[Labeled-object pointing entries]
**********
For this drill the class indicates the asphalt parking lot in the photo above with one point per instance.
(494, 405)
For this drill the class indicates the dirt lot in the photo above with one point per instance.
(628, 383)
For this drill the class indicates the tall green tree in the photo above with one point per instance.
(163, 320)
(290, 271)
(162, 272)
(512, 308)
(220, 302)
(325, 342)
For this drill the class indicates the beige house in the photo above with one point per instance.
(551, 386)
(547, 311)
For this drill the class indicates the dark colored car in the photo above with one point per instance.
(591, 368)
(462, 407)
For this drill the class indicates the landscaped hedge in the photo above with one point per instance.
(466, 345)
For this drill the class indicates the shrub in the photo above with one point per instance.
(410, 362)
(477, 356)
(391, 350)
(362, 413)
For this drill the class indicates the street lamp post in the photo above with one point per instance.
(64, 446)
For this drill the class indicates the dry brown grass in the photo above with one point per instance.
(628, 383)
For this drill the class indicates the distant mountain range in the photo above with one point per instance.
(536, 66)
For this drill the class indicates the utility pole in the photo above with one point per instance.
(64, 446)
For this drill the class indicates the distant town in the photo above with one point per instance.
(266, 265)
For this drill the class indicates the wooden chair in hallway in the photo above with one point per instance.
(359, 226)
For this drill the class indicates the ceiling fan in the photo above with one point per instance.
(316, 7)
**********
### Goal of the exercise
Go through the records above and set each one down exactly, please.

### Written solution
For this drill the class indicates the asphalt parking lot in the photo above with one point per instance.
(494, 405)
For this drill the class indicates the dirt lot in the photo above with one point per instance.
(628, 383)
For this drill the class indicates the tall green tree in the photo above with one point per instance.
(163, 320)
(290, 271)
(162, 272)
(512, 308)
(220, 302)
(325, 342)
For this drill the class indicates the beige house in the photo above with one point per instance.
(551, 386)
(547, 311)
For this drill the class indicates the dark colored car in the photo above with one point per instance.
(591, 368)
(462, 407)
For this drill the class indicates the landscaped hedge in the photo above with one point per instance.
(466, 345)
For this drill the class indicates the shrub in the photo above with one point per instance.
(410, 362)
(477, 356)
(391, 350)
(362, 413)
For this drill the class indicates the street lamp post in the photo above with one point per instance.
(64, 446)
For this drill the class indicates the dry brown grass in the photo above with one point per instance.
(628, 383)
For this drill the class indicates the distant mountain range in the photo above with one point per instance.
(536, 66)
For this drill the class indicates the utility pole in the photo above with one point per instance.
(64, 446)
For this drill the class indicates the distant town in the photo above with one point per instance.
(266, 265)
For this drill the class indicates the wooden chair in hallway in the photo above with one point per instance.
(359, 226)
For this drill the class indicates the ceiling fan in the photo above with one point per instance.
(316, 7)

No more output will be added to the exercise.